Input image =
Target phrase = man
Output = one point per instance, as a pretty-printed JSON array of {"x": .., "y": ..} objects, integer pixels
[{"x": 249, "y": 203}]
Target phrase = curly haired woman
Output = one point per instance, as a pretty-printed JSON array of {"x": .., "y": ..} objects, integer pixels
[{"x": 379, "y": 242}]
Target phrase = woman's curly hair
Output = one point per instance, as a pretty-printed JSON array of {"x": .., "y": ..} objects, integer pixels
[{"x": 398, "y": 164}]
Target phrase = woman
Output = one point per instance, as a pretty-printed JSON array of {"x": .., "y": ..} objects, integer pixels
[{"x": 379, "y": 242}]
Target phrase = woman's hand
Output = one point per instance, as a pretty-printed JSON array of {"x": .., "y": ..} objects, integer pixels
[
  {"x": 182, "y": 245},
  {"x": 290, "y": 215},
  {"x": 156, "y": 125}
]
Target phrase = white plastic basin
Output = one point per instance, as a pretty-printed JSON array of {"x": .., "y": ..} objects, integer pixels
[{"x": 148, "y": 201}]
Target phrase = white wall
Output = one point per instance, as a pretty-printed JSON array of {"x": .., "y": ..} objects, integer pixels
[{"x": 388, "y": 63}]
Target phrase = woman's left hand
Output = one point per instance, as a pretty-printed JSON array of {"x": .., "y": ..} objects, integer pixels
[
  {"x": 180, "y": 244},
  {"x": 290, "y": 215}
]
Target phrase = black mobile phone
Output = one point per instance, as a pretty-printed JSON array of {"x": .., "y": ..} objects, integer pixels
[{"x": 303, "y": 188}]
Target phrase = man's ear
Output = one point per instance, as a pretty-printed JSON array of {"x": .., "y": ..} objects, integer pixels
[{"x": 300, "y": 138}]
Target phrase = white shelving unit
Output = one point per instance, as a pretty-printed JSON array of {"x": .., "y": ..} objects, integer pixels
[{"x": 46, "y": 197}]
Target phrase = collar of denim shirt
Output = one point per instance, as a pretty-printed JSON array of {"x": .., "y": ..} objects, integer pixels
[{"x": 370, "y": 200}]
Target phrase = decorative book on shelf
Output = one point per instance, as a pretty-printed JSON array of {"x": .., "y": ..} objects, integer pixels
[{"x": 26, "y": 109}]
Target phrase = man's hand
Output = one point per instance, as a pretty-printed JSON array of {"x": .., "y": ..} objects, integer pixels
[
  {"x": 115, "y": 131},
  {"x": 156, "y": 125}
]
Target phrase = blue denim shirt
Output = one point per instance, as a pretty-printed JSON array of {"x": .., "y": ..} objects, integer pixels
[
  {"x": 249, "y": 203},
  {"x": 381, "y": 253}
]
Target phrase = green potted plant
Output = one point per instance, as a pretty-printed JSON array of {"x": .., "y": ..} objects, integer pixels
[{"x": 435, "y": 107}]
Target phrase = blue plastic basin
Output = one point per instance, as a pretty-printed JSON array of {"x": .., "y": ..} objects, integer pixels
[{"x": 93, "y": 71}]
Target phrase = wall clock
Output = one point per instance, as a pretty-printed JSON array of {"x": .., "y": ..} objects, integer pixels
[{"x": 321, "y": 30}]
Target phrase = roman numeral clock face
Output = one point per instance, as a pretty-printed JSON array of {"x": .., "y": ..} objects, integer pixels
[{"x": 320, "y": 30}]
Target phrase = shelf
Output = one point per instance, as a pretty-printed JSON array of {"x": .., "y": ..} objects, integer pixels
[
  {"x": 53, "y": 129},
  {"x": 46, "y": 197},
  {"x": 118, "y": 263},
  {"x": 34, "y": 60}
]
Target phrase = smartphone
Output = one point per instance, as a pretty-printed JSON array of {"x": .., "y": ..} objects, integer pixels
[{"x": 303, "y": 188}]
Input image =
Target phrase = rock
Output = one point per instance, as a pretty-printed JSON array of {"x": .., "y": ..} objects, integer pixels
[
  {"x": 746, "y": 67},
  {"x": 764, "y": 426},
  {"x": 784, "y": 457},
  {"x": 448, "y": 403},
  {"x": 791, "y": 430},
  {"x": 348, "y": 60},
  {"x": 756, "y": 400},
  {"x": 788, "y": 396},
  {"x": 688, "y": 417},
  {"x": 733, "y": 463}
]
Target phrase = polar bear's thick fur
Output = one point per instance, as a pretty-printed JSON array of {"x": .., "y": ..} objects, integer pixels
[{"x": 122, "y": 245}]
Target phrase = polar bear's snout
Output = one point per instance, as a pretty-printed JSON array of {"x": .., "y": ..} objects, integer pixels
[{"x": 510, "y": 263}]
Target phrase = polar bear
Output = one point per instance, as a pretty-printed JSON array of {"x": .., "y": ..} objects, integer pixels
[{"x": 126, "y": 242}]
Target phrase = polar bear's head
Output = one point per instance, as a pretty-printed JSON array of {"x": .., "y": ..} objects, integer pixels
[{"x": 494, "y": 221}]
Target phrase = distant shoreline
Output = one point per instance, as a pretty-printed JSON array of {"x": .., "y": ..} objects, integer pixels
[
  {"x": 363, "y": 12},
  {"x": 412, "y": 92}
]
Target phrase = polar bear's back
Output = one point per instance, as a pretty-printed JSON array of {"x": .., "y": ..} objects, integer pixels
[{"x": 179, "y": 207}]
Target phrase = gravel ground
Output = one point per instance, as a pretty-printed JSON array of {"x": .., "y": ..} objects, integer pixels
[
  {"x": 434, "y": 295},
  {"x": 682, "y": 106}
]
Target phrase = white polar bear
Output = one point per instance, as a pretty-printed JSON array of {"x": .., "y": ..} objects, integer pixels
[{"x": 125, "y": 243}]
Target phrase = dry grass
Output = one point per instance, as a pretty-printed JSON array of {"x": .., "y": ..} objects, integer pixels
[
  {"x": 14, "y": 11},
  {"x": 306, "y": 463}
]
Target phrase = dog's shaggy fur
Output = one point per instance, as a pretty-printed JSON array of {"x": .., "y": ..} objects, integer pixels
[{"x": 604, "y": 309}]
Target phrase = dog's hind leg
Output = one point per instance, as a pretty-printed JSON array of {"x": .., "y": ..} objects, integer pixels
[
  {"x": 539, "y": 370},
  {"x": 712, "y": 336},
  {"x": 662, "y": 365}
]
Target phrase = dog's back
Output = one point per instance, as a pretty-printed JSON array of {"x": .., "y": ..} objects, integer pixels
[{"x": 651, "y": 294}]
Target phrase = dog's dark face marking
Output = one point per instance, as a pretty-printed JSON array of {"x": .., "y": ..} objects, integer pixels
---*---
**TASK DIRECTIONS:** Rewrite the lines of the listing above as a JSON list of strings, one string per line, with blank lines left out.

**PROBLEM SOLUTION:**
[
  "Input image =",
  "Target phrase = man",
  "Output = one point per instance, as a pretty-printed JSON array of {\"x\": .., \"y\": ..} objects, integer pixels",
  "[{\"x\": 249, \"y\": 203}]",
  "Target phrase = curly haired woman",
  "Output = one point per instance, as a pretty-printed JSON array of {\"x\": .., \"y\": ..} objects, integer pixels",
  "[{\"x\": 379, \"y\": 242}]",
  "Target phrase = woman's curly hair",
  "Output = one point per instance, as a pretty-printed JSON array of {\"x\": .., \"y\": ..} objects, integer pixels",
  "[{\"x\": 398, \"y\": 164}]",
  "Target phrase = woman",
  "Output = one point per instance, as a pretty-printed JSON array of {\"x\": .., \"y\": ..} objects, integer pixels",
  "[{\"x\": 379, \"y\": 242}]",
  "Target phrase = woman's hand",
  "Output = one point per instance, as a pretty-printed JSON array of {\"x\": .., \"y\": ..} objects, integer pixels",
  "[",
  "  {\"x\": 182, \"y\": 245},",
  "  {\"x\": 290, \"y\": 215},",
  "  {\"x\": 156, \"y\": 125}",
  "]",
  "Target phrase = white plastic basin",
  "Output = one point per instance, as a pretty-printed JSON array of {\"x\": .., \"y\": ..} objects, integer pixels",
  "[{\"x\": 148, \"y\": 201}]",
  "Target phrase = white wall",
  "Output = one point per instance, as a pretty-printed JSON array of {\"x\": .., \"y\": ..} objects, integer pixels",
  "[{\"x\": 388, \"y\": 63}]",
  "Target phrase = woman's left hand",
  "Output = one point per instance, as a pretty-printed JSON array of {\"x\": .., \"y\": ..} objects, integer pixels",
  "[",
  "  {\"x\": 180, \"y\": 244},",
  "  {\"x\": 290, \"y\": 215}",
  "]",
  "Target phrase = black mobile phone",
  "Output = one point per instance, as a pretty-printed JSON array of {\"x\": .., \"y\": ..} objects, integer pixels",
  "[{\"x\": 303, \"y\": 188}]",
  "Target phrase = man's ear",
  "Output = one point per instance, as a pretty-printed JSON array of {\"x\": .., \"y\": ..} objects, integer pixels",
  "[{\"x\": 300, \"y\": 138}]",
  "Target phrase = white shelving unit",
  "Output = one point per instance, as a pretty-printed JSON array of {\"x\": .., \"y\": ..} objects, integer pixels",
  "[{\"x\": 46, \"y\": 197}]",
  "Target phrase = collar of denim shirt",
  "Output = one point per instance, as a pretty-printed JSON array of {\"x\": .., \"y\": ..} objects, integer pixels",
  "[{\"x\": 370, \"y\": 200}]",
  "Target phrase = decorative book on shelf",
  "Output = one point per instance, as a pretty-printed JSON array of {\"x\": .., \"y\": ..} objects, integer pixels",
  "[{\"x\": 26, \"y\": 109}]",
  "Target phrase = man's hand",
  "Output = one point per instance, as a pretty-printed JSON array of {\"x\": .., \"y\": ..} objects, integer pixels",
  "[",
  "  {\"x\": 115, \"y\": 131},",
  "  {\"x\": 156, \"y\": 125}",
  "]",
  "Target phrase = blue denim shirt",
  "Output = one point per instance, as a pretty-printed JSON array of {\"x\": .., \"y\": ..} objects, integer pixels",
  "[",
  "  {\"x\": 249, \"y\": 203},",
  "  {\"x\": 381, \"y\": 253}",
  "]",
  "Target phrase = green potted plant",
  "Output = one point per instance, as a pretty-printed JSON array of {\"x\": .., \"y\": ..} objects, integer pixels",
  "[{\"x\": 435, \"y\": 107}]",
  "Target phrase = blue plastic basin",
  "Output = one point per instance, as a pretty-printed JSON array of {\"x\": .., \"y\": ..} objects, integer pixels",
  "[{\"x\": 93, \"y\": 71}]",
  "Target phrase = wall clock",
  "Output = one point per instance, as a pretty-printed JSON array of {\"x\": .., \"y\": ..} objects, integer pixels",
  "[{\"x\": 321, \"y\": 30}]",
  "Target phrase = roman numeral clock face",
  "Output = one point per instance, as a pretty-printed JSON array of {\"x\": .., \"y\": ..} objects, integer pixels",
  "[{\"x\": 320, \"y\": 30}]",
  "Target phrase = shelf",
  "Output = one point per instance, as a pretty-printed JSON array of {\"x\": .., \"y\": ..} objects, integer pixels",
  "[",
  "  {\"x\": 53, \"y\": 129},",
  "  {\"x\": 46, \"y\": 197},",
  "  {\"x\": 118, \"y\": 263},",
  "  {\"x\": 34, \"y\": 60}",
  "]",
  "Target phrase = smartphone",
  "Output = one point per instance, as a pretty-printed JSON array of {\"x\": .., \"y\": ..} objects, integer pixels",
  "[{\"x\": 303, \"y\": 188}]",
  "Input image =",
  "Target phrase = rock",
  "Output = one point per instance, as a pretty-printed JSON array of {\"x\": .., \"y\": ..} objects, integer pixels",
  "[",
  "  {\"x\": 746, \"y\": 67},",
  "  {\"x\": 764, \"y\": 426},",
  "  {\"x\": 784, \"y\": 457},",
  "  {\"x\": 448, \"y\": 403},",
  "  {\"x\": 791, \"y\": 430},",
  "  {\"x\": 348, \"y\": 60},",
  "  {\"x\": 756, \"y\": 400},",
  "  {\"x\": 788, \"y\": 396},",
  "  {\"x\": 688, \"y\": 417},",
  "  {\"x\": 733, \"y\": 463}",
  "]",
  "Target phrase = polar bear's thick fur",
  "Output = one point per instance, as a pretty-printed JSON array of {\"x\": .., \"y\": ..} objects, integer pixels",
  "[{\"x\": 122, \"y\": 245}]",
  "Target phrase = polar bear's snout",
  "Output = one point per instance, as a pretty-printed JSON array of {\"x\": .., \"y\": ..} objects, integer pixels",
  "[{\"x\": 510, \"y\": 263}]",
  "Target phrase = polar bear",
  "Output = one point per instance, as a pretty-printed JSON array of {\"x\": .., \"y\": ..} objects, integer pixels",
  "[{\"x\": 126, \"y\": 242}]",
  "Target phrase = polar bear's head",
  "Output = one point per instance, as a pretty-printed JSON array of {\"x\": .., \"y\": ..} objects, integer pixels",
  "[{\"x\": 494, \"y\": 221}]",
  "Target phrase = distant shoreline",
  "Output = one point per instance, as a pretty-printed JSON array of {\"x\": .., \"y\": ..} objects, integer pixels",
  "[",
  "  {\"x\": 363, \"y\": 12},",
  "  {\"x\": 412, \"y\": 92}",
  "]",
  "Target phrase = polar bear's back",
  "Output = one point per instance, as a pretty-printed JSON array of {\"x\": .., \"y\": ..} objects, integer pixels",
  "[{\"x\": 179, \"y\": 207}]",
  "Target phrase = gravel ground",
  "Output = one point per instance, as a pretty-printed JSON array of {\"x\": .., \"y\": ..} objects, integer pixels",
  "[",
  "  {\"x\": 434, \"y\": 295},",
  "  {\"x\": 682, \"y\": 106}",
  "]",
  "Target phrase = white polar bear",
  "Output = one point per instance, as a pretty-printed JSON array of {\"x\": .., \"y\": ..} objects, integer pixels",
  "[{\"x\": 125, \"y\": 243}]",
  "Target phrase = dry grass",
  "Output = one point per instance, as a pretty-printed JSON array of {\"x\": .., \"y\": ..} objects, integer pixels",
  "[",
  "  {\"x\": 14, \"y\": 11},",
  "  {\"x\": 306, \"y\": 463}",
  "]",
  "Target phrase = dog's shaggy fur",
  "Output = one point per instance, as a pretty-printed JSON array of {\"x\": .., \"y\": ..} objects, integer pixels",
  "[{\"x\": 604, \"y\": 309}]",
  "Target phrase = dog's hind leg",
  "Output = one point per instance, as a pretty-printed JSON array of {\"x\": .., \"y\": ..} objects, integer pixels",
  "[",
  "  {\"x\": 539, \"y\": 370},",
  "  {\"x\": 712, \"y\": 336},",
  "  {\"x\": 662, \"y\": 365}",
  "]",
  "Target phrase = dog's back",
  "Output = one point per instance, as a pretty-printed JSON array of {\"x\": .., \"y\": ..} objects, integer pixels",
  "[{\"x\": 651, \"y\": 294}]",
  "Target phrase = dog's dark face marking",
  "Output = one point per instance, as a pretty-printed JSON array of {\"x\": .., \"y\": ..} objects, integer pixels"
]